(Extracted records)

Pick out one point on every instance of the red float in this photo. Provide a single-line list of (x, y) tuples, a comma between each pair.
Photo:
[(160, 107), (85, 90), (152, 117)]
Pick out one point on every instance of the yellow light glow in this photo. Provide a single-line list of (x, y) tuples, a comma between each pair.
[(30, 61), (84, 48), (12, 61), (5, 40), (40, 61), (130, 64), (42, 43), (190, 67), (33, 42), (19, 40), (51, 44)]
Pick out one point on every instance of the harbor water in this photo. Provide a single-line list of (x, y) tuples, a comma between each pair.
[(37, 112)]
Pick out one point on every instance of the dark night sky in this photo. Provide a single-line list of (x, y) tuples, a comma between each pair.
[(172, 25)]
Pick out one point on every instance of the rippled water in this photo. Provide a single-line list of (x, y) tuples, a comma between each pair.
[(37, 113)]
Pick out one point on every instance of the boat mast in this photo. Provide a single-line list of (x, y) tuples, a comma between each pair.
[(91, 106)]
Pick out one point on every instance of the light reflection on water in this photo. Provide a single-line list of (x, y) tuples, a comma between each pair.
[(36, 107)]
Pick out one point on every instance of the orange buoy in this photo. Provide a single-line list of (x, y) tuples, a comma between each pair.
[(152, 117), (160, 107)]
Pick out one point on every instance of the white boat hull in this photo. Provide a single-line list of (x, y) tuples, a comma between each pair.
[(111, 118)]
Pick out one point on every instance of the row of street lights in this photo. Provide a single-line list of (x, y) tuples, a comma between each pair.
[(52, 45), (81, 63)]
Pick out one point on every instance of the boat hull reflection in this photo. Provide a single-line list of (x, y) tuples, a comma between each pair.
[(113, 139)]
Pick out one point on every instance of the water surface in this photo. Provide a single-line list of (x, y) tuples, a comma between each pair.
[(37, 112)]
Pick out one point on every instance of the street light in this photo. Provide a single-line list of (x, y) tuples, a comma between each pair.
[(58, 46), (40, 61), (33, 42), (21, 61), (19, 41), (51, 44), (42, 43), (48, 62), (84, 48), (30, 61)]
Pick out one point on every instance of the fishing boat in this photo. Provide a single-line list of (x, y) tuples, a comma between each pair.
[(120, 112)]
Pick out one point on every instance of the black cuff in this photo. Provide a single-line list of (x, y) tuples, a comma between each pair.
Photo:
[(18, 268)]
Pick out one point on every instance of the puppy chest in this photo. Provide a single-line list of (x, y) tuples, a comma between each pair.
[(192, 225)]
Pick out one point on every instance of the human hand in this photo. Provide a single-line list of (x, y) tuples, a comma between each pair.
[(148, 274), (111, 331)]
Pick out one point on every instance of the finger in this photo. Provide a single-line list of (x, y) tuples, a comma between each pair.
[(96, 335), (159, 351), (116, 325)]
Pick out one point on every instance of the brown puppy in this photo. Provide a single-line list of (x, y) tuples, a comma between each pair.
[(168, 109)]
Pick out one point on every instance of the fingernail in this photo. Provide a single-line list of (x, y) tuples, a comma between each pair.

- Challenge: Could you print all of the material above again, line for line, without changing a single word?

- Expected answer:
Pick out one point on every instance of the red float in this photo. Provide a single-line list of (x, y) tuples, a comma between each pair.
Photo:
[(160, 107), (85, 90), (152, 117)]
Pick out one point on every instance of the yellow light glow in this photo. Provide a single-line list of (x, y) tuples, a comma between each pair.
[(30, 61), (84, 48), (12, 61), (5, 40), (40, 61), (130, 64), (42, 43), (190, 67), (33, 42), (19, 40), (51, 44)]
Pick out one point on every instance of the harbor water in this photo. Provide a single-line list of (x, y) tuples, a comma between each pair.
[(37, 112)]
Pick out one point on every instance of the dark night sky in this photo. Provide a single-line list of (x, y) tuples, a comma between each pair.
[(172, 25)]
Pick out one point on every instance of the rippled water in this photo. Provide a single-line list of (x, y) tuples, a comma between each pair.
[(37, 113)]
Pick out one point on every instance of the boat mast in this photo. Provide a single-line list of (x, y) tuples, a comma between each pair.
[(91, 106)]
Pick out one point on every instance of the light reflection on water in this photo. Provide a single-line list of (x, y) tuples, a comma between each pair.
[(36, 107)]
Pick out one point on every instance of the orange buoy in this photo. Provide a single-line list of (x, y) tuples, a comma between each pair.
[(152, 117), (160, 107)]
Pick out one point on every instance of the white boat hull in this photo. Provide a single-line list of (x, y) tuples, a comma between each pair.
[(111, 118)]
Pick out one point on every instance of the row of street lights in this photo. Provide a single-line list of (x, y) tuples, a comma between each pair.
[(52, 45), (81, 63)]
Pick out one point on every instance of the boat hull reflection in this photo. Provide a single-line list of (x, y) tuples, a comma between each pair.
[(113, 139)]
Pick out one point on every instance of the water surface in this photo. Provide a single-line list of (x, y) tuples, a comma between each pair.
[(37, 112)]
Pick out one point on every instance of the street light in this photo. Provide a single-line list of (x, y) tuples, a comma between each pair.
[(58, 46), (40, 61), (33, 42), (21, 61), (19, 41), (51, 44), (42, 43), (48, 62), (84, 48), (30, 61)]
Pick out one point on every instance of the fishing boat in this photo. Provide a single-line list of (x, y) tuples, a comma between each pair.
[(120, 112)]
Pick out one point on every instance of the black cuff in this photo. Provide a single-line list of (x, y) tuples, a comma between each pair.
Photo:
[(18, 268)]
Pick out one point on every instance of the puppy chest in this photo. Provide a single-line list of (x, y) tuples, a comma between each pair.
[(192, 225)]
Pick out one point on every instance of the human hand in this photo. Provide a single-line list of (x, y) tuples, a comma between each pair.
[(148, 274), (111, 331)]
Pick out one point on every instance of the finger in this photo. Provide a single-line list of (x, y) tuples, a comma between each pair.
[(96, 335), (159, 351), (116, 325)]
Pick out one point on every instance of the brown puppy in this photo. Provide a single-line list of (x, y) tuples, a comma between each pair.
[(168, 109)]
Pick out one point on every instance of the fingernail in this photo. Provide a single-line list of (x, y) tuples, a comma between each pair.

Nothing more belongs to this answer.